What you have to do: Starting with the line that has "Task: tag every instance of the bicycle seat" in the records below and stopping after the line that has "Task: tag every instance of the vintage", output every line exactly and nothing else; skip pictures.

Extracted data: Begin

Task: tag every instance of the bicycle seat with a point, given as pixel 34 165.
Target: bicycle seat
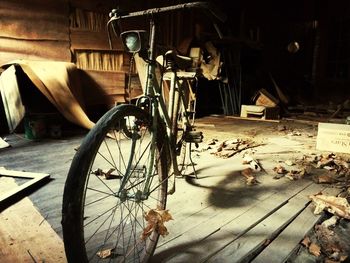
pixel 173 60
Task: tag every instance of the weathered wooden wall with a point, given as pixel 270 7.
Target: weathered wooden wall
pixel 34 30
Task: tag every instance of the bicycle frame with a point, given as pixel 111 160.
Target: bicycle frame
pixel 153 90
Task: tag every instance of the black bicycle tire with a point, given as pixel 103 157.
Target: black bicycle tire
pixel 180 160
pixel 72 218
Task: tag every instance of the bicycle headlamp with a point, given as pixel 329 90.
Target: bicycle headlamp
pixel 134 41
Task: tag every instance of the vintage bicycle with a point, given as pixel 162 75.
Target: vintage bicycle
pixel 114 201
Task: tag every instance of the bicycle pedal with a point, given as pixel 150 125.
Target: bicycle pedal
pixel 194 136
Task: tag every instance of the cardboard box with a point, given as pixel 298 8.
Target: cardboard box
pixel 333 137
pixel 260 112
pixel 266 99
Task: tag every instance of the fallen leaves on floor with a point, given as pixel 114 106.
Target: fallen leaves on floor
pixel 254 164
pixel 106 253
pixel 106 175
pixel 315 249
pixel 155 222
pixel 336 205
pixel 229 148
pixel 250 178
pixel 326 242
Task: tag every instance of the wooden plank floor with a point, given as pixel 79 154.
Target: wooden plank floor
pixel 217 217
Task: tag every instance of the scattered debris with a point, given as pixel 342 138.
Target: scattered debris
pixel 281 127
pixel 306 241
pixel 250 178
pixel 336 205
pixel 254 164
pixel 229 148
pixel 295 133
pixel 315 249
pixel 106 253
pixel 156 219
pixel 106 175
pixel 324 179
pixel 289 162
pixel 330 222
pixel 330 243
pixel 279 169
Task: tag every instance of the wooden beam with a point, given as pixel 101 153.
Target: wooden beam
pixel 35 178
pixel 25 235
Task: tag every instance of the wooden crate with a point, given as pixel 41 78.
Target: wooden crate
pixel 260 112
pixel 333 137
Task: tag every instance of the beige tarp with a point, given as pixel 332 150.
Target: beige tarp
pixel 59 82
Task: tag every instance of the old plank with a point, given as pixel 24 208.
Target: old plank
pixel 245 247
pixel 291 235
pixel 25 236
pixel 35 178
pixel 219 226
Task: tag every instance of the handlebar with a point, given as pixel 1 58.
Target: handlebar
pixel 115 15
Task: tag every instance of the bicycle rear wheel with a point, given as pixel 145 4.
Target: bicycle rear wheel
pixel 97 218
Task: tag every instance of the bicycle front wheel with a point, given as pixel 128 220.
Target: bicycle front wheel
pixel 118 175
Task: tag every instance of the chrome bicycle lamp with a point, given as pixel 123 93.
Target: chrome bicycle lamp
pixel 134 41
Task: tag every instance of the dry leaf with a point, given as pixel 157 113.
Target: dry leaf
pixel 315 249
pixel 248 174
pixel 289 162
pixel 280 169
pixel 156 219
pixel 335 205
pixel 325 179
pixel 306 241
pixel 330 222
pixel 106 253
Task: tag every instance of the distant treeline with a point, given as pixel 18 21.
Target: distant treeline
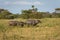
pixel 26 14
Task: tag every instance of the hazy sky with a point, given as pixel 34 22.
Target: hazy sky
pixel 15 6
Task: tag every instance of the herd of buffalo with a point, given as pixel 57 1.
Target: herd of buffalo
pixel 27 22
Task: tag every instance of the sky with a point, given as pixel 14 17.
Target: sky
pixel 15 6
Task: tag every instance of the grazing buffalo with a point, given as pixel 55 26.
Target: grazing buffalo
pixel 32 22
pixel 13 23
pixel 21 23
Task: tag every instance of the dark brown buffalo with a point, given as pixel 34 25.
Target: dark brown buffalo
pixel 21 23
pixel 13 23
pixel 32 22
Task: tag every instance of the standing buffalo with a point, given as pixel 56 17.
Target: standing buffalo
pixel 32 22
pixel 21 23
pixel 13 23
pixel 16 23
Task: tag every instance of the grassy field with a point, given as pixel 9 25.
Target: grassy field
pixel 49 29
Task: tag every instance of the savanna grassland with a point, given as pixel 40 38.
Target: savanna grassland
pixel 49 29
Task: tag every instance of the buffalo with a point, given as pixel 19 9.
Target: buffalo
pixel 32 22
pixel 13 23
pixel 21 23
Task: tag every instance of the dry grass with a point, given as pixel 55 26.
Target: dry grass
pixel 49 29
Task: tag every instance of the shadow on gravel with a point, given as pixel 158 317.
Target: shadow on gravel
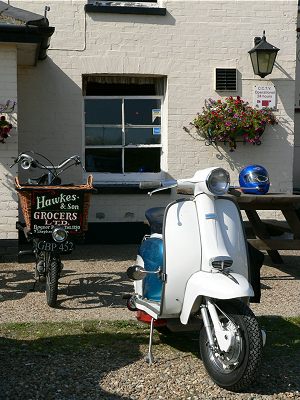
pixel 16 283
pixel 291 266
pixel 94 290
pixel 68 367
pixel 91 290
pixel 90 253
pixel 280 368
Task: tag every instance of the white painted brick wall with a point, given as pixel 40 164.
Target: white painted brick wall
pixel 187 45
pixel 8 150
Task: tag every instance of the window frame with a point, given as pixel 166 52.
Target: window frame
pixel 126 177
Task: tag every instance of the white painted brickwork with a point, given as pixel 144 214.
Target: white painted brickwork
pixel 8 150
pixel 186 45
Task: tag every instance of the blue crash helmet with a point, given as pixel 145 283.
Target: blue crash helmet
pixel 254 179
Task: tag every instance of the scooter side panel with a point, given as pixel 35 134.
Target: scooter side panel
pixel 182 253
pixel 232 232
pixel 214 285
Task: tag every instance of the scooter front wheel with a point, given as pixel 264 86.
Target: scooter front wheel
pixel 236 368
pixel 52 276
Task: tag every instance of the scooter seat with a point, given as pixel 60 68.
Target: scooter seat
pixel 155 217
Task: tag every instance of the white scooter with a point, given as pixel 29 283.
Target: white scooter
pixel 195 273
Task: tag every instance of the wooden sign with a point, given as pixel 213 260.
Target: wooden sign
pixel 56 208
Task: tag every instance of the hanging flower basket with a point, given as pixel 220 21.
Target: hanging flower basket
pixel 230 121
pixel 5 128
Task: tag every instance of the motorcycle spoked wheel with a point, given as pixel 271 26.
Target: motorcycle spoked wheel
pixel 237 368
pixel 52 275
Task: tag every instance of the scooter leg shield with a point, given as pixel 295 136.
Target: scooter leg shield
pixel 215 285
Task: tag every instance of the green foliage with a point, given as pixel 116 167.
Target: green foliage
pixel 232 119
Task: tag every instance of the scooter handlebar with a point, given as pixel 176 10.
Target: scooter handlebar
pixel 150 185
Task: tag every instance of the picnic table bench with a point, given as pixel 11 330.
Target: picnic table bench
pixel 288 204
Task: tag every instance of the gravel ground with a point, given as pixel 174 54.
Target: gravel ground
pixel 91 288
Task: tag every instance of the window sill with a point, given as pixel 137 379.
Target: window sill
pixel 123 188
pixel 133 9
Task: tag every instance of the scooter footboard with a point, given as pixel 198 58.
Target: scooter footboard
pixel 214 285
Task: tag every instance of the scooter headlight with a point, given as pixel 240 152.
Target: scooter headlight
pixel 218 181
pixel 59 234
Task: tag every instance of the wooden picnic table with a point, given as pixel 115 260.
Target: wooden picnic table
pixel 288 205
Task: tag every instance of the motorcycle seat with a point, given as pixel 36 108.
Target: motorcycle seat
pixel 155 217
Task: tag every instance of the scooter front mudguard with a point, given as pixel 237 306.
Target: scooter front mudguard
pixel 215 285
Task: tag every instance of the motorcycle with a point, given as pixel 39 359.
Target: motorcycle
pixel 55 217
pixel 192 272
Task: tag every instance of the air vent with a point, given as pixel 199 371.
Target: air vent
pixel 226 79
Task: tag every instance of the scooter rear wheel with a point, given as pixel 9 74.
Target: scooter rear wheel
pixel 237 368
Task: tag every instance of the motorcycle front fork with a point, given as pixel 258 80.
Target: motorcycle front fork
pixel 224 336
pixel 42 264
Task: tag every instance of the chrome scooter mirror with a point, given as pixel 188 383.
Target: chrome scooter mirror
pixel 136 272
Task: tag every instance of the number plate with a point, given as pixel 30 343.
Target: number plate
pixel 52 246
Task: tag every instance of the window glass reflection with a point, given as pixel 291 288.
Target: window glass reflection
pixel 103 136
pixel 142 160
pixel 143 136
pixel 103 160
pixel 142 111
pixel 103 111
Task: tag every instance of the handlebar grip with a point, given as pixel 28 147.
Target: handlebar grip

Extracted data: End
Extracted data: Begin

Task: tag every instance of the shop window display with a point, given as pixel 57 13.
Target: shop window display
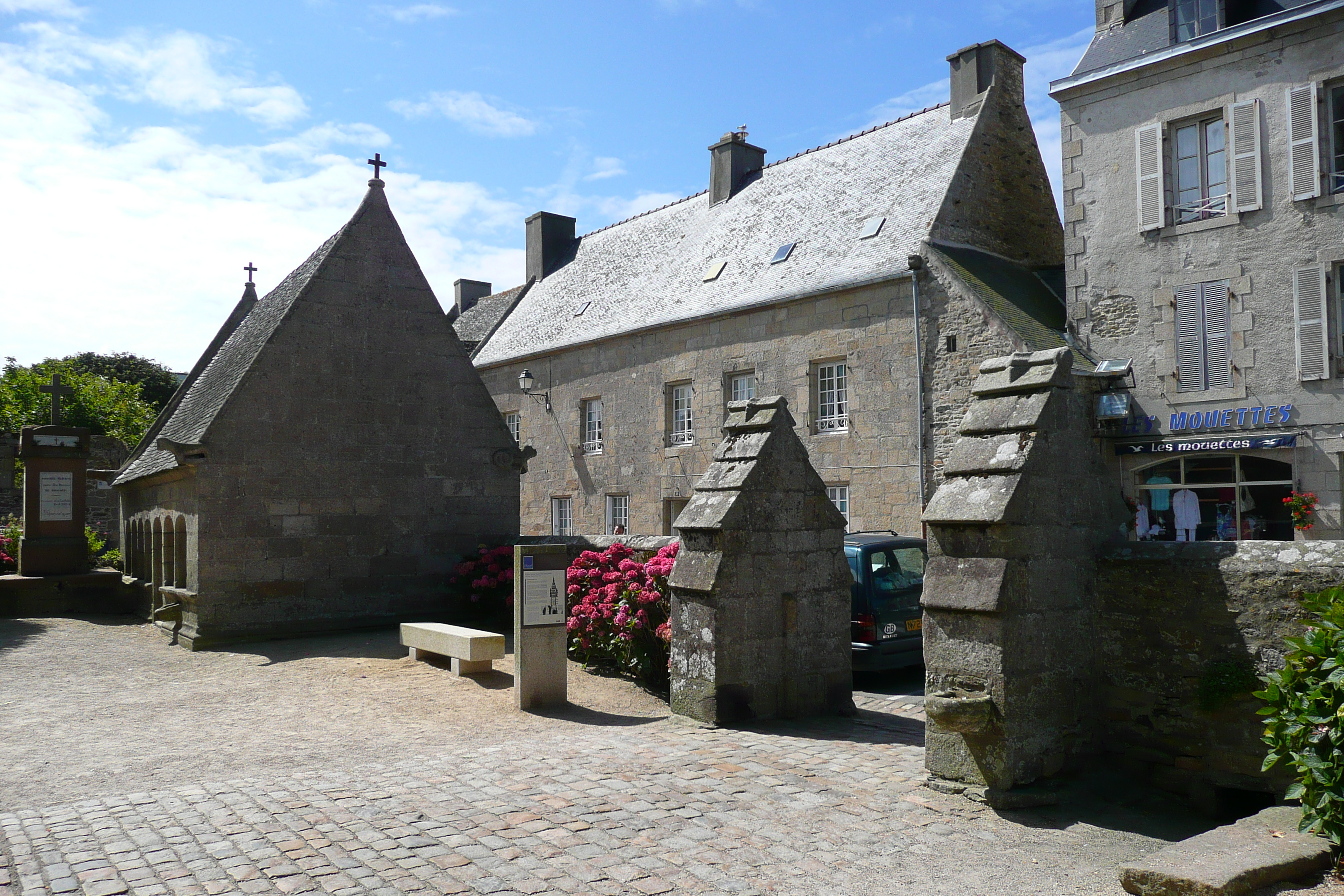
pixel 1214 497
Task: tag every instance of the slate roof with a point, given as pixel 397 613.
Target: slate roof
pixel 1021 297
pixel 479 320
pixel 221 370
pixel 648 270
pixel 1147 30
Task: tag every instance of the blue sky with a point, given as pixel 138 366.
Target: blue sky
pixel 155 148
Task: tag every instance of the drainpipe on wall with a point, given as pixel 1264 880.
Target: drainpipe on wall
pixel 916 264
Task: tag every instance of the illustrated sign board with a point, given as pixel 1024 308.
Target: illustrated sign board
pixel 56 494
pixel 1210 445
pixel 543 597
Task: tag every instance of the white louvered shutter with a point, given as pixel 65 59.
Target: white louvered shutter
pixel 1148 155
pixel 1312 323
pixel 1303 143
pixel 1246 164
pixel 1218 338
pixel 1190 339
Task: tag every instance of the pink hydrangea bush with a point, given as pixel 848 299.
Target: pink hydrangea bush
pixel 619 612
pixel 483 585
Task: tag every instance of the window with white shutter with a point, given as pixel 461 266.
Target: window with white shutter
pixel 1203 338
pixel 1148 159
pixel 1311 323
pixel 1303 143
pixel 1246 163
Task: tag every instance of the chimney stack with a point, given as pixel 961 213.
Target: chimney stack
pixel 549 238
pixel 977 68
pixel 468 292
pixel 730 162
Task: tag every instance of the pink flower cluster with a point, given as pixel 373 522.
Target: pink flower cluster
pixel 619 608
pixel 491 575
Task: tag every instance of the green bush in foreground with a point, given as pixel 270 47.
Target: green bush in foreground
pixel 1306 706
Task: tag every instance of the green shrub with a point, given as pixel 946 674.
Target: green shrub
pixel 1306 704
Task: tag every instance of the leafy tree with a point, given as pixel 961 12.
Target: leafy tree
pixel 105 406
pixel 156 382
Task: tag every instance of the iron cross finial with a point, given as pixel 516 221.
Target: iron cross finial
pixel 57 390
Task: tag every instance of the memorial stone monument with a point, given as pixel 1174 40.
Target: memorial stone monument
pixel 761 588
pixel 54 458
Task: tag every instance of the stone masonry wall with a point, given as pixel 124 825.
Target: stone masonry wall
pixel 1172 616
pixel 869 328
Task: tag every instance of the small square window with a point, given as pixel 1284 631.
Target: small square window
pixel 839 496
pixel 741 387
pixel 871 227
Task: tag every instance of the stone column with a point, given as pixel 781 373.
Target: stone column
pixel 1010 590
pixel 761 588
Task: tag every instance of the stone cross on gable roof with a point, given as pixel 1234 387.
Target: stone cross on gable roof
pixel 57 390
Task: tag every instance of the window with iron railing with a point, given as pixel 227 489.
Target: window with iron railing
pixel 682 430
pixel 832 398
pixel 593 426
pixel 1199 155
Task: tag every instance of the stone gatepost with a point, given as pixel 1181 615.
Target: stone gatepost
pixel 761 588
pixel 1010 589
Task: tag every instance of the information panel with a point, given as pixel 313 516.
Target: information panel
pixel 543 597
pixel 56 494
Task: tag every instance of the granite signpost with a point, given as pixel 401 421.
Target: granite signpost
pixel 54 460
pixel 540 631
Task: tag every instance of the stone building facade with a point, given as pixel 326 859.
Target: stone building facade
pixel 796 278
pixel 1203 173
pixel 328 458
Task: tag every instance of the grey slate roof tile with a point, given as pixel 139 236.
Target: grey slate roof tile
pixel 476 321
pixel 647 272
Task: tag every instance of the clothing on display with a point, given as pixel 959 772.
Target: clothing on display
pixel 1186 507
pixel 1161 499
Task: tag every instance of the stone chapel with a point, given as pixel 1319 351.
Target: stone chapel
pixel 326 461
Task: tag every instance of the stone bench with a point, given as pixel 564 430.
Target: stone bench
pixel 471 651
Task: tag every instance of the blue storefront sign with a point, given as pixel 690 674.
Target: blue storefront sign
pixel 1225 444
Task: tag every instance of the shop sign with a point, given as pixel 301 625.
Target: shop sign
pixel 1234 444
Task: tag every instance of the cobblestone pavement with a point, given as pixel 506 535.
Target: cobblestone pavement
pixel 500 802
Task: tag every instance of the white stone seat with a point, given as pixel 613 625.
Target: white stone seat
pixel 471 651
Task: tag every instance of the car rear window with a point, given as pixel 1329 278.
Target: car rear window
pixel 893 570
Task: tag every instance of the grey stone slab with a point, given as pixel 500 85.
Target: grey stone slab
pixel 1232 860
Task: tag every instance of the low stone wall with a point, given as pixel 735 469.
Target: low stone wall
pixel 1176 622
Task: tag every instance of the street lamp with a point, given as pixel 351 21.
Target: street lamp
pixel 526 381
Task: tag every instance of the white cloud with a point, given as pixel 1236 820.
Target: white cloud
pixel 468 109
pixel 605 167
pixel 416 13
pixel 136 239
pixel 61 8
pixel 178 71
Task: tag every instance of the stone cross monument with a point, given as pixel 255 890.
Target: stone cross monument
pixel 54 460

Extracted data: End
Extracted data: Begin

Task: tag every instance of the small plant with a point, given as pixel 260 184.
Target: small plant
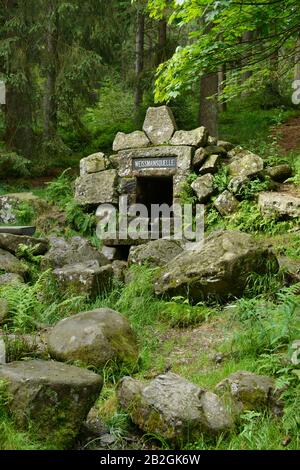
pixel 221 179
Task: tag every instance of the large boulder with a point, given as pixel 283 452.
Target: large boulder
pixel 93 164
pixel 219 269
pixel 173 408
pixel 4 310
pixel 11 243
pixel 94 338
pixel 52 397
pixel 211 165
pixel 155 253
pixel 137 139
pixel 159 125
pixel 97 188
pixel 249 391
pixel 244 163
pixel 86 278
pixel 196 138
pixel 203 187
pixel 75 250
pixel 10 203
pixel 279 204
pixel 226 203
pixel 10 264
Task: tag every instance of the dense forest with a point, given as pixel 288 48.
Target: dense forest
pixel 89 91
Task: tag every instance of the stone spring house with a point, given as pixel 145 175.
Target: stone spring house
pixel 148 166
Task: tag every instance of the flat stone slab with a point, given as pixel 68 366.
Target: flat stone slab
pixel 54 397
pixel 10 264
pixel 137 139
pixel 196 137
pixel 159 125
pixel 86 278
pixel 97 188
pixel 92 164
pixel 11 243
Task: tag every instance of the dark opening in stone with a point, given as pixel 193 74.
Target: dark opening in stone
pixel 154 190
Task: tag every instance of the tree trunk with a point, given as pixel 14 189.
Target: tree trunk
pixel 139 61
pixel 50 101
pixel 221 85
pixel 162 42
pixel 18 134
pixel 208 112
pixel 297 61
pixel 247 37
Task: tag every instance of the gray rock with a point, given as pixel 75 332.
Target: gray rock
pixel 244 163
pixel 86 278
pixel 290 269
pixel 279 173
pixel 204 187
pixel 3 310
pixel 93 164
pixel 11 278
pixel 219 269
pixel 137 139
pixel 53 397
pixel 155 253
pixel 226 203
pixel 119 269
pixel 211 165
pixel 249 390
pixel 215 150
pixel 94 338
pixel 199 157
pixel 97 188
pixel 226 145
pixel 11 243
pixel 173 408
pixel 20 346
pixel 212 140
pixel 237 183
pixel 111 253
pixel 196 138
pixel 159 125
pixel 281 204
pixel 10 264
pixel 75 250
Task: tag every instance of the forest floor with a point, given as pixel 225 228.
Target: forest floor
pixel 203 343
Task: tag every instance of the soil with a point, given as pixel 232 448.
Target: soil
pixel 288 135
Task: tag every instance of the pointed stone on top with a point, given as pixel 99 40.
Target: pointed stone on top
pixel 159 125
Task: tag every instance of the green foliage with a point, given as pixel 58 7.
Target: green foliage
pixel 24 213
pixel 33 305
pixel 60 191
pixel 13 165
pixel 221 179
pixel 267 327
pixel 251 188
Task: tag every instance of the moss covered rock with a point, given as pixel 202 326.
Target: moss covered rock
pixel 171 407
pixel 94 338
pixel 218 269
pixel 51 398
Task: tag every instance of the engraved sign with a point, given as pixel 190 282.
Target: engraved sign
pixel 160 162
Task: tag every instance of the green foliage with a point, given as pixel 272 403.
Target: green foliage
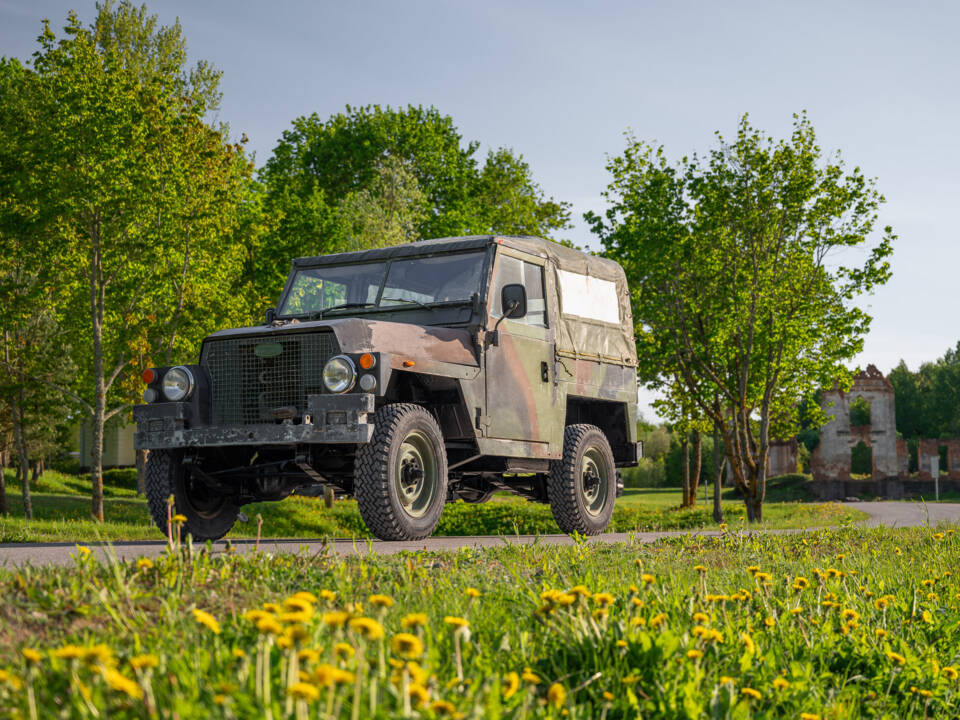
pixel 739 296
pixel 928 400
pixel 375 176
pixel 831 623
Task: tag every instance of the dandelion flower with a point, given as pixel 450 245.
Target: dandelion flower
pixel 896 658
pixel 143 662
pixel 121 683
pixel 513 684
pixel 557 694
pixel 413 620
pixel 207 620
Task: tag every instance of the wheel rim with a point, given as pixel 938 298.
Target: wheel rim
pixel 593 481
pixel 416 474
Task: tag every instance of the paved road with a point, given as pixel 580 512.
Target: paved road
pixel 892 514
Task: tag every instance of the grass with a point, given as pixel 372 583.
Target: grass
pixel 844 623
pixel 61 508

Extracted data: End

Problem solution:
Task: tag every instance of the bicycle seat with a point, given as pixel 34 165.
Target: bicycle seat
pixel 173 60
Task: tag every instance of the weathered wooden wall with a point, given as pixel 270 7.
Target: weathered wooden wall
pixel 34 30
Task: tag every instance of the bicycle frame with a point, given as pixel 111 160.
Target: bicycle frame
pixel 153 90
Task: tag every instance of the black bicycle tire with a point, given as pixel 103 157.
Target: black bicycle tire
pixel 180 160
pixel 72 218
Task: tag every instance of the bicycle headlamp with a point, given as pixel 329 90.
Target: bicycle headlamp
pixel 134 41
Task: tag every instance of the vintage bicycle with a point, given as pixel 162 75.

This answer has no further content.